• [SELECTION]:
Import Python packages that are used for the analysis.

%matplotlib inline

import datacube
import matplotlib.pyplot as plt
plt.rcParams.update({'font.size': 14})
import numpy as np
import xarray as xr
import pandas as pd
from collections import namedtuple
from datacube.utils.geometry import assign_crs
from skimage.morphology import remove_small_objects
from skimage.morphology import remove_small_holes
from matplotlib.patches import Patch
from odc.algo import xr_geomedian, to_f32
from odc.algo import xr_reproject

from deafrica_tools.dask import create_local_dask_cluster
from deafrica_tools.datahandling import load_ard, wofs_fuser
from deafrica_tools.plotting import display_map, rgb
from deafrica_tools.bandindices import calculate_indices
/env/lib/python3.6/site-packages/geopandas/_compat.py:88: UserWarning: The Shapely GEOS version (3.7.2-CAPI-1.11.0 ) is incompatible with the GEOS version PyGEOS was compiled with (3.9.0-CAPI-1.16.2). Conversions between both will be slow.
  shapely_geos_version, geos_capi_version_string

Set up a Dask cluster

Dask can be used to better manage memory use and conduct the analysis in parallel. For an introduction to using Dask with Digital Earth Africa, see the Dask notebook.

Note: We recommend opening the Dask processing window to view the different computations that are being executed; to do this, see the Dask dashboard in DE Africa section of the Dask notebook.

To use Dask, set up the local computing cluster using the cell below.




  • Workers: 1
  • Cores: 2
  • Memory: 13.11 GB

Connect to the datacube

Activate the datacube database, which provides functionality for loading and displaying stored Earth observation data.

dc = datacube.Datacube(app="Urbanization_GHS_Comparison")

Analysis parameters

The following cell sets important parameters for the analysis. The parameters are:

  • lat: The central latitude to analyse (e.g. 10.338).

  • lon: The central longitude to analyse (e.g. -1.055).

  • lat_buffer: The number of degrees to load around the central latitude.

  • lon_buffer: The number of degrees to load around the central longitude.

  • time_range: The time range to analyze - in YYYY-MM-DD format (e.g. ('2016-01-01', '2016-12-31')).

If running the notebook for the first time, keep the default settings below. The default area is Dakar, Senegal.

Suggested areas

Here are some suggestions for areas to look at. To view one of these areas, copy and paste the parameter values into the cell below, then run the notebook.

• [GIVEN EXERCISE]: Type out everything in the notebook excerpt from "Set up a Dask" down to "the cell below.", character for character.

• [INFORMATION SUPPLIED]:
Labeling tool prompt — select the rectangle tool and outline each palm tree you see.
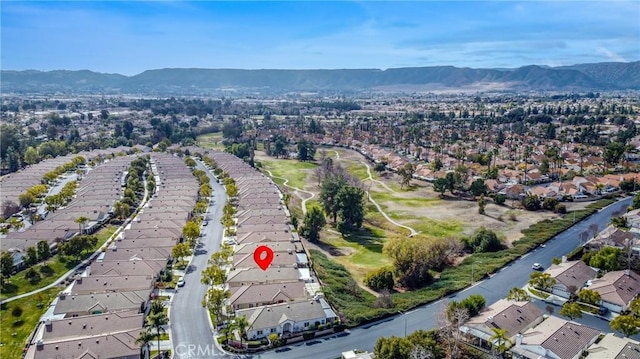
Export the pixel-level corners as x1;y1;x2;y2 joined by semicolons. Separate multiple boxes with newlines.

• [COMPLETED TASK]:
Set up a Dask cluster

Dask can be used to better manage memory use and conduct the analysis in parallel. For an introduction to using Dask with Digital Earth Africa, see the Dask notebook.

Note: We recommend opening the Dask processing window to view the different computations that are being executed; to do this, see the Dask dashboard in DE Africa section of the Dask notebook.

To use Dask, set up the local computing cluster using the cell below.